## SHORT EXERCISE
Reproduce the passage of the article on body confidence campaigns from "This morning, a" to "combatting low self-esteem.", word for word.

## EXCERPTED TEXT
This morning, a group of teenagers took to the airwaves on BBC Radio 4's Woman’s Hour to discuss a campaign they recently began to promote body confidence. Molly Horner, Lucy Freer, Megan Guest and Alison Coates of the Joseph Rowntree School in York recently wrote to local retailers to encourage them to use realistic, un-airbrushed pictures of women to promote their clothing ranges as a way of combatting low self-esteem.
It is undeniable that young women are bombarded with advertising imagery of unattainable figures that do not equate to the reality young women’s bodies. What makes this campaign laudable is that it formed part of a school project in citizenship – as The Guardian's Jane Martinson recently argued ‘school is the new frontline for feminism,’ and projects such as this, which catch young women before they are inculcated with a culture that values them for the sexuality rather than their achievements can only be applauded.
However, whilst I hugely admire these young women actively rejecting the way our society tells them they should look, body confidence campaigns in themselves are not new. From Dove’s Real Beauty campaign through to the government’s Campaign for Body Confidence spearheaded by Equalities Minister Jo Swinson, women are encouraged to embrace their natural, curvy, womanly shapes that seem to be at odds with the usual perfect body types that dominate the media – androgynous fashion models, or pneumatic glamour models and porn stars. The reality is that despite this, young women’s relationships with their bodies are getting worse, not better despite these empowering campaigns.

## RECORDS SUPPLIED
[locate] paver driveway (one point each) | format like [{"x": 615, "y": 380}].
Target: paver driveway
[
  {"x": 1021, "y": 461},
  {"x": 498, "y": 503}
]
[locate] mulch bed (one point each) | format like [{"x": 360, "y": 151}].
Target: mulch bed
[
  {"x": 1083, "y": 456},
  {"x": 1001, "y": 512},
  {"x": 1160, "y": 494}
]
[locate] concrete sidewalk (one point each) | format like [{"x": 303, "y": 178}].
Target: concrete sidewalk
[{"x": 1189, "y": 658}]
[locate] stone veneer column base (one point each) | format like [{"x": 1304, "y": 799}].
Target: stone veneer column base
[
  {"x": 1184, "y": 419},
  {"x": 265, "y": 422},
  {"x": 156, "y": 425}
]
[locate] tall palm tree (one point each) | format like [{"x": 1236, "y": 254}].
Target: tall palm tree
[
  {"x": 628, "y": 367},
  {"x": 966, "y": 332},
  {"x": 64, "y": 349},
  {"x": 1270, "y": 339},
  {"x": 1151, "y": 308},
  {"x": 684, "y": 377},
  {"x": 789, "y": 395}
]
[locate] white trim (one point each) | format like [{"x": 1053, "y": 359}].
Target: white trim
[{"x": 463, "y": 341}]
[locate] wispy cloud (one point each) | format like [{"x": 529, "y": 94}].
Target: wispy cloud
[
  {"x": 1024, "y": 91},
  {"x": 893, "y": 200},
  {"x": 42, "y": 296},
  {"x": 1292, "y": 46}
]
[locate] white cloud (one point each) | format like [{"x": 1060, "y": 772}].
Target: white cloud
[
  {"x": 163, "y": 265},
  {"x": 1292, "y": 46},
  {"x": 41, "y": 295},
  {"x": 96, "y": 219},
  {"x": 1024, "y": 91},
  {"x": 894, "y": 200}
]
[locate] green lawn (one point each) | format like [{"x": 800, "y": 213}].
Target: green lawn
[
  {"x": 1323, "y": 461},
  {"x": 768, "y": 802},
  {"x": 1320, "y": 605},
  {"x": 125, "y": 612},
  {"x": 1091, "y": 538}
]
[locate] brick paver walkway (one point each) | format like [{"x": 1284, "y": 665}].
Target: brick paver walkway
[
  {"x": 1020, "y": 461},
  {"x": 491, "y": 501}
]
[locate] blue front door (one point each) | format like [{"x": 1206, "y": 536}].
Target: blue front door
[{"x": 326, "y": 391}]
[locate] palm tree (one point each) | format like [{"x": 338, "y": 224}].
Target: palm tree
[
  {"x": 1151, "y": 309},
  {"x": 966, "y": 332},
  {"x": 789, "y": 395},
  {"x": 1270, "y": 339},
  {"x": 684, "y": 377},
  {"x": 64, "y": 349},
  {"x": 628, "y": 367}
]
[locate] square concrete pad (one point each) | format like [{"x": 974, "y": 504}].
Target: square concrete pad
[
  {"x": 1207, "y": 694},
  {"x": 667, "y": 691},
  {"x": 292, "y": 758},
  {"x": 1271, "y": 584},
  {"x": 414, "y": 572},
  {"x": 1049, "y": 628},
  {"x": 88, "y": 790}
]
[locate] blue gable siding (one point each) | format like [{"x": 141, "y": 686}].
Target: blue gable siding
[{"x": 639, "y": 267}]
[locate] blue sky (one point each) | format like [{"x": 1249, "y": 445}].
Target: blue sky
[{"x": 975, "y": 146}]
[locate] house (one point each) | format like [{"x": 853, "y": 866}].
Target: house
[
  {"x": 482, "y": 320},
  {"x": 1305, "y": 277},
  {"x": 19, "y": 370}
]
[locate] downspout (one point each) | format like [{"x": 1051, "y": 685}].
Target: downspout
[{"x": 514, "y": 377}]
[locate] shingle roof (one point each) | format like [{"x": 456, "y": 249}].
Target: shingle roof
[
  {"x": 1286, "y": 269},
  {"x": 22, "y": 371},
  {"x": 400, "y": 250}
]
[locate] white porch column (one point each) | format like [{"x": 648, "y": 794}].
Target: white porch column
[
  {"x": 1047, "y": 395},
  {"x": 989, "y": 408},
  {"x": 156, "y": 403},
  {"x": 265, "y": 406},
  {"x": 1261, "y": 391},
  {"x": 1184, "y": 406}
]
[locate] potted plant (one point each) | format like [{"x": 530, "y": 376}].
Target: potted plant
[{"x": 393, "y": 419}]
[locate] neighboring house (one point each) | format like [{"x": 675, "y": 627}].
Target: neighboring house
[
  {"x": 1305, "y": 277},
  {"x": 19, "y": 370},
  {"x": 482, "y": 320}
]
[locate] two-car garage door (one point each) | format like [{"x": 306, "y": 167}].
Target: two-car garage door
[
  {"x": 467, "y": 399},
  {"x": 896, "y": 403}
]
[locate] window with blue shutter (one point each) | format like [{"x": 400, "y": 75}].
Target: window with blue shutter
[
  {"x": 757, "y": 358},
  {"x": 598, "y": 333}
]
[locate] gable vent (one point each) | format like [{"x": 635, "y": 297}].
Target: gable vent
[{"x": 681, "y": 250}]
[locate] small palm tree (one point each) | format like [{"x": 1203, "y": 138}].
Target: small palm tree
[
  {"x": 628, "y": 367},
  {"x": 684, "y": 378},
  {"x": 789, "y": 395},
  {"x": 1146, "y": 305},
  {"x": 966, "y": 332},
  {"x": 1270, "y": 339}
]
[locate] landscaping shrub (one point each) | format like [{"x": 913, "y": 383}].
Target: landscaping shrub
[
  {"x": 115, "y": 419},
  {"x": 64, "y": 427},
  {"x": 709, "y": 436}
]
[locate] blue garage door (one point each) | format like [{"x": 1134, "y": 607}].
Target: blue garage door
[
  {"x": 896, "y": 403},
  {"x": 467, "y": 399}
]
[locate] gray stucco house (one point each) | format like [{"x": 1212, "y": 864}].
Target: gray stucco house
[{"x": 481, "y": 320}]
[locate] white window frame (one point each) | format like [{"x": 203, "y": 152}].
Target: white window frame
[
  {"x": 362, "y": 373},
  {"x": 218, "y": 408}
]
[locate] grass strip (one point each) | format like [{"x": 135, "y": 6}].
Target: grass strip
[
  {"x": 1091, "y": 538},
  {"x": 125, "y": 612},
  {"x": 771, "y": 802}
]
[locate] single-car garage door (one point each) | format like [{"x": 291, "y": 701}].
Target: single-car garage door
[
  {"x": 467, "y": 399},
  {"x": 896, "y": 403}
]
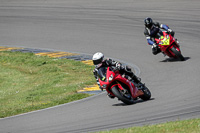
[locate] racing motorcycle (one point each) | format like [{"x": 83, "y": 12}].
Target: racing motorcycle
[
  {"x": 168, "y": 46},
  {"x": 118, "y": 86}
]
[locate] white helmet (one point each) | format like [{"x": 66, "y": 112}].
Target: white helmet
[{"x": 97, "y": 58}]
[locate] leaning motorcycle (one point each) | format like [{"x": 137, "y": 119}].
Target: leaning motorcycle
[
  {"x": 168, "y": 46},
  {"x": 119, "y": 86}
]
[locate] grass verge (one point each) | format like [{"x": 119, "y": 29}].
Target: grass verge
[
  {"x": 185, "y": 126},
  {"x": 29, "y": 82}
]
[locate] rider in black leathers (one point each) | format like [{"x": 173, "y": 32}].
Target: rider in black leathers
[{"x": 151, "y": 30}]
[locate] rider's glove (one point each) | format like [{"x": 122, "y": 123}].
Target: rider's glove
[
  {"x": 118, "y": 65},
  {"x": 154, "y": 45},
  {"x": 170, "y": 31}
]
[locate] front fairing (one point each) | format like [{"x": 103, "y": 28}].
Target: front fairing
[{"x": 108, "y": 78}]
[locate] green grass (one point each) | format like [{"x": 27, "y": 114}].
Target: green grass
[
  {"x": 185, "y": 126},
  {"x": 29, "y": 82}
]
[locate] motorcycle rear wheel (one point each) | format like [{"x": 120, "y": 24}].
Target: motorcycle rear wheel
[
  {"x": 117, "y": 92},
  {"x": 177, "y": 54}
]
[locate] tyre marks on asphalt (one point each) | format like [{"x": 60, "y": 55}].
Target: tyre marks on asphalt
[{"x": 86, "y": 59}]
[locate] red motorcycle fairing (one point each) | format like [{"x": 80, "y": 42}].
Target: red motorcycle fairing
[{"x": 115, "y": 79}]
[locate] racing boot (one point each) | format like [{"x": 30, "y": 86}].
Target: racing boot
[
  {"x": 110, "y": 96},
  {"x": 177, "y": 42}
]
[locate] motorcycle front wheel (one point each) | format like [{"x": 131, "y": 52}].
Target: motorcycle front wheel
[
  {"x": 177, "y": 54},
  {"x": 121, "y": 96},
  {"x": 147, "y": 94}
]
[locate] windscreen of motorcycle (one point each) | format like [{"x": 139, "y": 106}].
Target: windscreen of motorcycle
[{"x": 102, "y": 73}]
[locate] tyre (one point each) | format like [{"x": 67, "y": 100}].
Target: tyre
[
  {"x": 177, "y": 54},
  {"x": 121, "y": 96},
  {"x": 147, "y": 94}
]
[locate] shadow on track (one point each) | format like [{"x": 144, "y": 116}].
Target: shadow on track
[
  {"x": 136, "y": 102},
  {"x": 174, "y": 60}
]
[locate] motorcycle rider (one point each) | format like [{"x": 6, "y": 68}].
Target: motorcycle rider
[
  {"x": 151, "y": 30},
  {"x": 99, "y": 61}
]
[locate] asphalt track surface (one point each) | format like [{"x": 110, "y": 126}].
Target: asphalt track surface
[{"x": 114, "y": 27}]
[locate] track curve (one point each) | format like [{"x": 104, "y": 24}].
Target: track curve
[{"x": 114, "y": 27}]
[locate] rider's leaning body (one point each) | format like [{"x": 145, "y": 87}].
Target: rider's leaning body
[
  {"x": 151, "y": 30},
  {"x": 99, "y": 61}
]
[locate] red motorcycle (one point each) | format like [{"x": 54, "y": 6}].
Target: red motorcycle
[
  {"x": 168, "y": 46},
  {"x": 118, "y": 86}
]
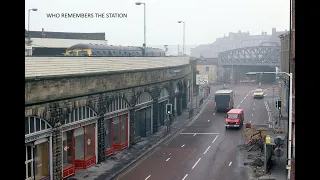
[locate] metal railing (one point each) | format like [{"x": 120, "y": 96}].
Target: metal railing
[{"x": 51, "y": 66}]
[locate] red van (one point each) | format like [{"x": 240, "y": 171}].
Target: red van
[{"x": 234, "y": 118}]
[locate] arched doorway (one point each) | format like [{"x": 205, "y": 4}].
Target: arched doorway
[
  {"x": 178, "y": 99},
  {"x": 79, "y": 140},
  {"x": 38, "y": 148},
  {"x": 116, "y": 125},
  {"x": 143, "y": 115},
  {"x": 162, "y": 101}
]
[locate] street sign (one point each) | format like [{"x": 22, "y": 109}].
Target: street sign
[
  {"x": 169, "y": 108},
  {"x": 202, "y": 79}
]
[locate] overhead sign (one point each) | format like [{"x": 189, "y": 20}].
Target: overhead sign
[{"x": 202, "y": 79}]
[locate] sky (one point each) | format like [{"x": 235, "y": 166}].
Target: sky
[{"x": 205, "y": 20}]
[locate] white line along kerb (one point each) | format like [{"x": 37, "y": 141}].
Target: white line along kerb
[
  {"x": 207, "y": 150},
  {"x": 196, "y": 163},
  {"x": 185, "y": 177}
]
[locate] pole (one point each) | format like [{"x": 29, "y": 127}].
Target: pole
[
  {"x": 29, "y": 20},
  {"x": 192, "y": 71},
  {"x": 183, "y": 38},
  {"x": 145, "y": 36},
  {"x": 290, "y": 126}
]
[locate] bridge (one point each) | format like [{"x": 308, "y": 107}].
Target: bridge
[
  {"x": 109, "y": 103},
  {"x": 234, "y": 64},
  {"x": 251, "y": 56}
]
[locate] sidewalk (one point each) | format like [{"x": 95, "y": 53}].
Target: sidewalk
[{"x": 120, "y": 161}]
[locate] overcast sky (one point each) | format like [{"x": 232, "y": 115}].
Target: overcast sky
[{"x": 205, "y": 20}]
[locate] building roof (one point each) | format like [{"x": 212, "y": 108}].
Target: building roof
[{"x": 66, "y": 35}]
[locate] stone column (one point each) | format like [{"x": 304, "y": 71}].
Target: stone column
[
  {"x": 132, "y": 125},
  {"x": 101, "y": 139},
  {"x": 57, "y": 152},
  {"x": 155, "y": 115}
]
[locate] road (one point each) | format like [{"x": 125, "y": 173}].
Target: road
[{"x": 204, "y": 149}]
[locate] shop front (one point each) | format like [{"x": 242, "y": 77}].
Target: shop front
[
  {"x": 116, "y": 126},
  {"x": 38, "y": 149},
  {"x": 143, "y": 115},
  {"x": 79, "y": 140}
]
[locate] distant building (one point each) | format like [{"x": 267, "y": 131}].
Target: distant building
[
  {"x": 208, "y": 66},
  {"x": 234, "y": 41},
  {"x": 46, "y": 43}
]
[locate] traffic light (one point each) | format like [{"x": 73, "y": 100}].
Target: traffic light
[
  {"x": 278, "y": 151},
  {"x": 169, "y": 108},
  {"x": 278, "y": 104}
]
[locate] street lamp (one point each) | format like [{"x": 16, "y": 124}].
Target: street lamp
[
  {"x": 183, "y": 36},
  {"x": 33, "y": 9},
  {"x": 290, "y": 117},
  {"x": 144, "y": 6}
]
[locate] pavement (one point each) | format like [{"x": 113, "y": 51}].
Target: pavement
[
  {"x": 141, "y": 151},
  {"x": 203, "y": 149}
]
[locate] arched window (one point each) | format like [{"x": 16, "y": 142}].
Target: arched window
[
  {"x": 163, "y": 93},
  {"x": 34, "y": 124},
  {"x": 80, "y": 113},
  {"x": 117, "y": 105},
  {"x": 145, "y": 97}
]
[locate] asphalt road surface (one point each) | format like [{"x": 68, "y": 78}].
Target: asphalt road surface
[{"x": 204, "y": 149}]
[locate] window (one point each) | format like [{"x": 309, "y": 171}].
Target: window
[
  {"x": 79, "y": 143},
  {"x": 90, "y": 142},
  {"x": 67, "y": 149}
]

## WRITTEN SOLUTION
This morning, a group of teenagers took to the airwaves on BBC Radio 4's Woman’s Hour to discuss a campaign they recently began to promote body confidence. Molly Horner, Lucy Freer, Megan Guest and Alison Coates of the Joseph Rowntree School in York recently wrote to local retailers to encourage them to use realistic, un-airbrushed pictures of women to promote their clothing ranges as a way of combatting low self-esteem.